Expect the continued rollout of the Affordable Care Act (ACA) and the ongoing changes in the health care landscape to dominate the minds of physicians and practices next year. That's according to The Physicians Foundation, which this week released its annual "Physician Watch List for 2014." The Foundation said it worried that the continued consolidation and regulatory requirements being applied to practices won't likely benefit health care in the long run. "While the promise of a better future for health care remains, the current path is leading us towards a more monopolistic, bureaucratic, and costly health care system," Lou Goodman, PhD, president of The Physicians Foundation and chief executive officer of the Texas Medical Association, said in a news release accompanying the 2014 list. The list, based on the Foundation's research and surveys, details five issues it expects to most affect patients and physicians in the coming 12 months.
1. Move to monopolies. The march of hospitals and large health groups gobbling up smaller practices continued in 2013 as it has for several years. The Foundation warned that as these growing entities begin to dominate their markets, they will hurt competition by driving patients away from independent physicians and toward more expensive hospital-based care. Consolidation is also affecting the insurer market, and physicians will find it harder to negotiate terms from a smaller pool of payers.
2. More bureaucracy. Physicians are already spending a significant amount of their time dealing with non-clinical paperwork – 22 percent, according to the Foundation's 2012 Biennial Physician Survey – and that will only get worse as practices must begin implementing the more documentation-intensive ICD-10 coding changes next October. They'll also need to stay on top of the next round of HIPAA changes, which focus on securing electronic transactions.
3. Navigating confusing new waters. As the ACA becomes reality next month, its implementation is confusing both to health care consumers and physicians. For instance, practices are unclear whether they'll see an ungovernable surge of new patients gaining coverage through the federal and state health insurance exchanges, despite enrollment glitches, or if they'll actually lose patients because of coverage changes. Also, they wonder if the exchanges will lead to lower reimbursement rates and how to deal with patients who may have never paid co-payments or deductibles – contributing to collection problems. A Kaiser Family Foundation study has said uninsured patients often have higher medical expenditures but fewer resources to pay for those services.

####################

# PROBLEM STATEMENT
Extend the article on The Physicians Foundation's 2014 watch list, picking up after its last sentence.

# DATA SHOWN
####################

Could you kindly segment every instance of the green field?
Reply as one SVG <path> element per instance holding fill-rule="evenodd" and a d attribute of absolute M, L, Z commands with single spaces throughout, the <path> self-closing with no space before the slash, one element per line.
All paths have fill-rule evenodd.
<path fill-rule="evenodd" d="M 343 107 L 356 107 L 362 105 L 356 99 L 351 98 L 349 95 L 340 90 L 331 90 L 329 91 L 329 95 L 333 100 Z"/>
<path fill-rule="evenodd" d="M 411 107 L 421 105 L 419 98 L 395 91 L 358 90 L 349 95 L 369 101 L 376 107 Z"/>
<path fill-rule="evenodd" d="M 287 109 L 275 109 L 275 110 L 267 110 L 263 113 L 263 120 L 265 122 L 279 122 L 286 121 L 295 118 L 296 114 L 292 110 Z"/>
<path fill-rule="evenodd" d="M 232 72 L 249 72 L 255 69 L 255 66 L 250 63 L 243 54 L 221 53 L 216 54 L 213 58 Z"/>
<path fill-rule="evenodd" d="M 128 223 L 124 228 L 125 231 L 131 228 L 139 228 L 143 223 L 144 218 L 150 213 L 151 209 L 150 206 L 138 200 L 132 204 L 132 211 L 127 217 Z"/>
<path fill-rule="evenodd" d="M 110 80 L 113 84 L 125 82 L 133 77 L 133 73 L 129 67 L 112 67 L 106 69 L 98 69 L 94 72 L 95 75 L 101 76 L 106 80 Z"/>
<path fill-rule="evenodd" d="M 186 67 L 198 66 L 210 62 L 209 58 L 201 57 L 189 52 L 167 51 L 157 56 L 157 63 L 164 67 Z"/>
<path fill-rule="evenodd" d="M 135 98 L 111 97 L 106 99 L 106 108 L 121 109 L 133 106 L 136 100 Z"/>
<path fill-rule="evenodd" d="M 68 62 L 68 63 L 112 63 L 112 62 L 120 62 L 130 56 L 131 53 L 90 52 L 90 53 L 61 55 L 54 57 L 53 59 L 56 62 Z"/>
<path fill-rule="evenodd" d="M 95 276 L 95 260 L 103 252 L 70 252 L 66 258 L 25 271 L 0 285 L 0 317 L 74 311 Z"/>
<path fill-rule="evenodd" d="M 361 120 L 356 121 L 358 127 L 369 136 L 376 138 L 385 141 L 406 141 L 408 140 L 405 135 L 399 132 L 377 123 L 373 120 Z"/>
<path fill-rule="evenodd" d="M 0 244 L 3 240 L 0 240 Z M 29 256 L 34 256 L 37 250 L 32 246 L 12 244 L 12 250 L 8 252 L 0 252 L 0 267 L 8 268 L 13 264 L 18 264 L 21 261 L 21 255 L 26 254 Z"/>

####################

# EXPECTED ANSWER
4. Information technology shortfalls. Much of health care reform is based on a greater use of technology. While many practices have adopted electronic health records, the various systems are hamstrung by not being able to communicate with each other, preventing them from providing additional efficiency and better care. Physicians are also on the lookout for as-yet unreleased regulations governing patient record security and privacy.
5. Lack of health care solutions. Physicians believe Washington, D.C., is not properly dealing with many of the key issues facing health care, such as finding a permanent solution to the Medicare Sustainable Growth Rate, implementing tort reform, and addressing "defensive medicine." Also, this fall's government shutdown had the potential to disrupt Medicare and Medicaid payments, and future shutdowns could foster additional mistrust and make potential students rethink medical school.
While these issues are thorny and complex, the Foundation said physicians can still play an important part in finding solutions because of their daily experience providing patient care. It said physicians' involvement in these discussions is "critical" and that policymakers should focus on increasing it.